▶ [Instructions for the task]: Present every line of the records below as a numbered list, leaving out any blank lines.

-- start Excerpted records --

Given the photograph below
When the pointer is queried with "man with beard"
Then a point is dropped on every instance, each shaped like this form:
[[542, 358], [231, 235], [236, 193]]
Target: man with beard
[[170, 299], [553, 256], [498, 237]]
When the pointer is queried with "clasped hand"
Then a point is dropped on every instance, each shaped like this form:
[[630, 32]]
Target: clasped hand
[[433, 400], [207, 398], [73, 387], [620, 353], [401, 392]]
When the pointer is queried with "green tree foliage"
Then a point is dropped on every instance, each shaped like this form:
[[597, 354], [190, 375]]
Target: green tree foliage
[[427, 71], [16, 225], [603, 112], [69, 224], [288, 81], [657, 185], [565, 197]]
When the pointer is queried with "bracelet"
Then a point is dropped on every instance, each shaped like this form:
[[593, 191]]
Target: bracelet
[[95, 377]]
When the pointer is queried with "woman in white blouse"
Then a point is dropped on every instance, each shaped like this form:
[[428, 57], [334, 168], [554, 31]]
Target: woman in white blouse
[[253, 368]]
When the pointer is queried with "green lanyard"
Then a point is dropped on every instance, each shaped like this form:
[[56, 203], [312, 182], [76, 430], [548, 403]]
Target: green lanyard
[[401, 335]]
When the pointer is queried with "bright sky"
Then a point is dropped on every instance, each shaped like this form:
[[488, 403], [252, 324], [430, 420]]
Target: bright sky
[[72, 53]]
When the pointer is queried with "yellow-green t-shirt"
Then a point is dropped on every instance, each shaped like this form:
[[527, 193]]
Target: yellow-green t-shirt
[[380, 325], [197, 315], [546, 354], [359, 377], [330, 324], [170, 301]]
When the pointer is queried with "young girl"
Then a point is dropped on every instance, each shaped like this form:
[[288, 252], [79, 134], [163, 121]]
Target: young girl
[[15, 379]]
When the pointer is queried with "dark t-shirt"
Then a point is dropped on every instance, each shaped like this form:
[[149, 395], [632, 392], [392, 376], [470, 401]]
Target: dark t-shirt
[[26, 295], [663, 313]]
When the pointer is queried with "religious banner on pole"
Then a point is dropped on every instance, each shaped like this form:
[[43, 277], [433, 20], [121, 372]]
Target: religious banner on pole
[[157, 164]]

-- end Excerpted records --

▶ [Expected answer]:
1. Given the photograph below
2. When the pointer is queried with "man with beard"
3. Then a point is dropped on every instance, each shaped like this form:
4. [[542, 358], [231, 235], [236, 193]]
5. Target: man with beard
6. [[170, 299], [553, 256], [498, 237]]
7. When the pointer is queried with "clasped hand"
8. Then a point is dropped on every instance, each shaped like this form:
9. [[630, 32]]
10. Target: clasped hand
11. [[433, 400], [207, 398], [73, 387], [620, 353], [401, 392]]
12. When the pointer is queried with "green tree foliage"
13. Then a point is dropped on every instance, each shaped like this form:
14. [[597, 354], [190, 375]]
15. Target: green tree foliage
16. [[427, 71], [16, 225], [603, 112], [69, 224], [288, 81], [657, 185], [565, 197]]
17. When the pointer is queried with "bracelet"
18. Then a point is dropped on every instance, each shaped like this form:
19. [[593, 191]]
20. Target: bracelet
21. [[95, 377]]
22. When the pointer is queried with "woman in white blouse"
23. Then a point is dropped on every instance, each shaped like this form:
24. [[428, 57], [334, 168], [554, 31]]
25. Target: woman in white blouse
26. [[253, 368]]
27. When the pointer is queried with "green lanyard"
28. Then a point is dropped on every instance, each shaped like this form:
29. [[56, 203], [312, 182], [76, 430], [548, 403]]
30. Target: green lanyard
31. [[401, 335]]
32. When the pointer is queried with "bright sky"
33. Then a point is dropped on every instance, each shaped like this form:
34. [[488, 403], [252, 324], [430, 420]]
35. Target: bright sky
36. [[72, 53]]
37. When the pointer is queried with "yellow-green t-shirt"
38. Then a point is dropped on every instance, each shaped like this form:
39. [[527, 193]]
40. Target: yellow-green t-shirt
41. [[380, 325], [197, 315], [546, 354], [359, 377], [330, 324], [170, 301]]
42. When the pointer is queried with "young girl"
43. Then a point is dropped on every instance, each shaped like this form:
44. [[288, 252], [79, 134], [163, 121]]
45. Target: young girl
46. [[15, 379]]
47. When the pointer is queried with "dark t-shirt"
48. Then a point is dropped on every instance, each shaped like this form:
49. [[149, 395], [632, 392], [392, 376], [470, 401]]
50. Target: dark t-shirt
51. [[26, 295], [663, 313]]
52. When the pointer is queried with "religious banner on pole"
53. Then a point is dropped on every instance, each shaped like this form:
54. [[43, 277], [433, 20], [121, 372]]
55. Target: religious banner on pole
56. [[157, 164]]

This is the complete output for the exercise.